**Consegna:**
Trascrivi dal brano sul canone nazionale della storia italiana il tratto che va da "Alcuni degli esempi" fino a "di lunga durata.".

*** Estratto della pagina ***

Secondo Benigno e Mineo, nell’ambito degli studi sull’Italia si sarebbe consumato in maniera particolarmente netta l’abbandono del «canone nazionale» intorno al quale aveva preso forma il racconto storico nel periodo compreso fra il secondo dopoguerra e la fine della guerra fredda. Con la definizione «canone nazionale» i due studiosi fanno riferimento a «un sistema di rappresentazione della storia di un determinato stato-nazione (o di una determinata nazione destinata a farsi stato) che abbraccia una prospettiva di lungo periodo». L’analisi di questo «sistema di rappresentazione» costituisce uno dei fulcri del volume, che riflette sulla tendenza degli studi a costruire intorno ad alcuni caratteri considerati distintivi l’idea di una eccezionalità della storia italiana e (dunque) dell’Italia come paese.
Alcuni degli esempi intorno ai quali si snoda la riflessione sul presunto «eccezionalismo italiano» sono particolarmente interessanti perché sollevano questioni che travalicano la dimensione storiografica, per rimandare anche alla circolazione in senso più ampio di pregiudizi, convinzioni e stereotipi di lunga durata.

*** Materiale fornito ***

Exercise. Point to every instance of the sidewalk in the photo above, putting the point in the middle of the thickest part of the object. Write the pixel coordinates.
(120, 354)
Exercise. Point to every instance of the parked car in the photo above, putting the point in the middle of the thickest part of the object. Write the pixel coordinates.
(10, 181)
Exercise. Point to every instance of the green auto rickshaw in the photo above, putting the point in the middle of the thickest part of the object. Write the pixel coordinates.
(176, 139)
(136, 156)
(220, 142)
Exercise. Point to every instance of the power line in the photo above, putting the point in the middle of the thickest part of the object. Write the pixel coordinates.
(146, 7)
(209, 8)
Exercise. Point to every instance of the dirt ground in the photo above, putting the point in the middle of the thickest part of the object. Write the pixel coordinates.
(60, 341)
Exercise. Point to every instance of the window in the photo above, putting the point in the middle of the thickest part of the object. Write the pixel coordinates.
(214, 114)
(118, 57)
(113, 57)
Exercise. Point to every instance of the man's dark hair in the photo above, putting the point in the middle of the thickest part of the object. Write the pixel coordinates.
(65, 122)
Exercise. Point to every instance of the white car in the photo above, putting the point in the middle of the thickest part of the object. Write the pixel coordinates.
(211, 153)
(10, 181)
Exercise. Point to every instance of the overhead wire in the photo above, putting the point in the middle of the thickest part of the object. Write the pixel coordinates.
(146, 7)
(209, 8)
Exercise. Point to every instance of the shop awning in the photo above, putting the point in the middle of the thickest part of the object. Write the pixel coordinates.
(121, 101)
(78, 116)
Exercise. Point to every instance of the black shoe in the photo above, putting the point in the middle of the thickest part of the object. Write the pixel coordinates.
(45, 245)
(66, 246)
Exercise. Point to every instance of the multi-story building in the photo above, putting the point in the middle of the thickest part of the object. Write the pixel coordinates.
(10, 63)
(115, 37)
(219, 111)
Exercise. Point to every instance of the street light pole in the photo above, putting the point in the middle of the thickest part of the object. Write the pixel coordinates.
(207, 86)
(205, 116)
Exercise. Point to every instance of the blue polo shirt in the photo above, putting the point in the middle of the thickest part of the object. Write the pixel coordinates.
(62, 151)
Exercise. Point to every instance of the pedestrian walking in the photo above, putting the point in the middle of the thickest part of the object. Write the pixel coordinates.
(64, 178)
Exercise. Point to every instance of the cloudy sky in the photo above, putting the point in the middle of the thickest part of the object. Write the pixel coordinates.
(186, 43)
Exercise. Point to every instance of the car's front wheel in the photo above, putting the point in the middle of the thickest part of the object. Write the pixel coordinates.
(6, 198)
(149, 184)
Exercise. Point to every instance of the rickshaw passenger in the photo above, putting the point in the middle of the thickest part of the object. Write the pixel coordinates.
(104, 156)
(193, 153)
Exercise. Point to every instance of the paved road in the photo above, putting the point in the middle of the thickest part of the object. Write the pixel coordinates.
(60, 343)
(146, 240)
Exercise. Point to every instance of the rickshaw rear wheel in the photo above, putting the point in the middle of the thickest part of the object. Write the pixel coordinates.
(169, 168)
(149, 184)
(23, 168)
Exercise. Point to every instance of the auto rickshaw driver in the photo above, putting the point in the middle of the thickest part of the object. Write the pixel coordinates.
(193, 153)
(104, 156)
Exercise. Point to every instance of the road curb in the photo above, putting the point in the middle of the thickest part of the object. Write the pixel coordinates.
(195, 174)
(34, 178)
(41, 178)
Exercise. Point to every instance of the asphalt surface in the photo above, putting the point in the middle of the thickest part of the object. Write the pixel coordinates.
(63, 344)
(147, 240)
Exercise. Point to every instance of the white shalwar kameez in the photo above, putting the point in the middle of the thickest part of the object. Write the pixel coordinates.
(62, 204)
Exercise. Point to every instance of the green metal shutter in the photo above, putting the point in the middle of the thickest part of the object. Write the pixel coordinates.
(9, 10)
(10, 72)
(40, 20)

***

**Soluzione:**
Alcuni degli esempi intorno ai quali si snoda la riflessione sul presunto «eccezionalismo italiano» sono particolarmente interessanti perché sollevano questioni che travalicano la dimensione storiografica, per rimandare anche alla circolazione in senso più ampio di pregiudizi, convinzioni e stereotipi di lunga durata.